Update the data below by replacing every "Examine" with "Study". Leave everything else unchanged.

(Detection data)
==================================================

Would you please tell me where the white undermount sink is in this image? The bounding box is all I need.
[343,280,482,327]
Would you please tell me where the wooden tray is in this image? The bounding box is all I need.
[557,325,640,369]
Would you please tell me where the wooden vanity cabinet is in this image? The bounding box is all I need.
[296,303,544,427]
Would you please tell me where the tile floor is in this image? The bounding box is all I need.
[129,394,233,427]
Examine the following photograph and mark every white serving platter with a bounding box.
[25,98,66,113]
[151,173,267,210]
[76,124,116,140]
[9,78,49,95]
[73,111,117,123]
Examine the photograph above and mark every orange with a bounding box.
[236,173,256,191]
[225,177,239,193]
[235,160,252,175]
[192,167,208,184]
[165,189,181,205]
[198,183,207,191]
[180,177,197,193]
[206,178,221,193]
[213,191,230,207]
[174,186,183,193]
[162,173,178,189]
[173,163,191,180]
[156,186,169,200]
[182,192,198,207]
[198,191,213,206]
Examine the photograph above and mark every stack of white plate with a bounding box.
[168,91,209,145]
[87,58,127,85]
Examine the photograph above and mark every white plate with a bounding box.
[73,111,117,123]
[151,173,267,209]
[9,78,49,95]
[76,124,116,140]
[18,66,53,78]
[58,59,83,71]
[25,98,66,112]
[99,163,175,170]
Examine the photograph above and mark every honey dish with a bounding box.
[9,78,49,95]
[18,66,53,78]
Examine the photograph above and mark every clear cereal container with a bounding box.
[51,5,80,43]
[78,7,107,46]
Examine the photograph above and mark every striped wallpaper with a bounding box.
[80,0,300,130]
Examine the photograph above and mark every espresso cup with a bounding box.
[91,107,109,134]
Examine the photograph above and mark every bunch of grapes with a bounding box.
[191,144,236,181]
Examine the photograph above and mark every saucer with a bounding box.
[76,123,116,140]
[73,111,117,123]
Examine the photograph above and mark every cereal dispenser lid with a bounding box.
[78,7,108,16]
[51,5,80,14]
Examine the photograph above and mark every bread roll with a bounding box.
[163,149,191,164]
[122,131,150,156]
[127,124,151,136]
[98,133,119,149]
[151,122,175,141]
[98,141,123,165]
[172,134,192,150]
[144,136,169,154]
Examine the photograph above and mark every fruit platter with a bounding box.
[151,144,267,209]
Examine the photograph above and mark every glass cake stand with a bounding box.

==================================================

Full solution
Would you please tell me where the white undermount sink is in this image? The bounding box is all I need.
[343,280,482,327]
Would you please tell me where the wooden tray is in this image? The bounding box is all I need.
[557,325,640,369]
Would you please tell me where the wooden vanity cabinet is in this image? The bounding box is all I need.
[296,303,544,427]
Would you please tell me where the tile floor is in this image? The bounding box is all I need.
[129,394,233,427]
Study the following photograph and mark every white serving platter with a bounding box.
[25,98,66,113]
[151,173,267,210]
[76,124,116,140]
[9,78,49,95]
[73,111,117,123]
Study the photograph above and mark every orange with a bounding box.
[236,173,256,191]
[225,177,239,193]
[235,160,252,175]
[192,167,208,184]
[165,189,181,205]
[198,183,207,191]
[180,177,197,193]
[206,178,221,193]
[213,191,230,207]
[174,186,183,193]
[162,173,178,189]
[173,163,191,180]
[156,186,169,200]
[182,192,198,207]
[198,191,213,206]
Study the photograph above and mark every stack of white plate with a bounding box.
[168,91,209,145]
[87,58,127,85]
Study the photograph above and mark every white plate with a bounding box.
[73,111,117,123]
[151,173,267,209]
[9,78,49,95]
[76,124,116,140]
[18,66,53,78]
[58,59,83,71]
[25,98,66,112]
[99,163,175,170]
Study the photograph above and mark every honey dish with a bounding box.
[9,78,49,95]
[18,66,53,78]
Study the photograph above and mark every clear cereal container with a bounding box.
[51,5,80,43]
[78,7,107,46]
Study the photograph above and mark every striped wallpaper with a bounding box.
[80,0,300,130]
Study the photograph above and mark every espresso cup with a bounding box.
[91,107,109,134]
Study the photograph above and mark every bunch of grapes with a bounding box.
[191,144,236,181]
Study the photograph above and mark every saucer with a bounding box.
[76,123,116,140]
[73,111,117,123]
Study the photograph above and mark every cereal dispenser lid with a bounding box.
[78,7,108,16]
[51,5,80,14]
Study the photograph above and mark every bread roll with a bounding box.
[163,149,191,164]
[122,131,150,156]
[127,124,151,136]
[98,133,119,149]
[151,122,175,141]
[98,141,123,165]
[172,134,192,150]
[144,136,169,154]
Study the photograph above and mark every fruit platter with a bounding box.
[151,144,267,209]
Study the photograph above and mark every glass cake stand with a bounding box.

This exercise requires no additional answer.